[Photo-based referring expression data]
--

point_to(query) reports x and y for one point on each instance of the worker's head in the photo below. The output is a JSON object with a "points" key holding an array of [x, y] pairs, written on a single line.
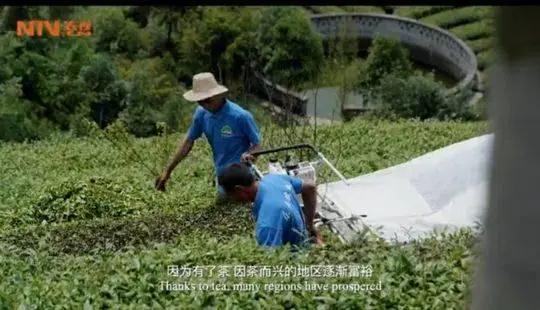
{"points": [[206, 92], [213, 103], [238, 182]]}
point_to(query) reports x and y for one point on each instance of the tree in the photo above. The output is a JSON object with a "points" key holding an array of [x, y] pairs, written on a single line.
{"points": [[290, 52], [106, 92], [386, 56]]}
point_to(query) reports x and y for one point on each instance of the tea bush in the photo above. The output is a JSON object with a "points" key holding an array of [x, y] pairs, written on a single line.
{"points": [[109, 237]]}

--

AIM OF THE EXERCISE
Give an exact copy of the lines from the one with "of the tree" through the end of the entries, both ends included.

ANSWER BELOW
point_to(query) reports x and y for one point on each instance of the tree in the photo above. The output is a JSON object with a "points" key holding an array of [x, y] pairs, written on a single line.
{"points": [[290, 52], [106, 92], [386, 56]]}
point_to(query) reports x and y for one point on each instance of the tea bush in the photo above. The output is a JSON object with a "points" key holding an array of [x, y] pairs, written on a single line.
{"points": [[109, 237]]}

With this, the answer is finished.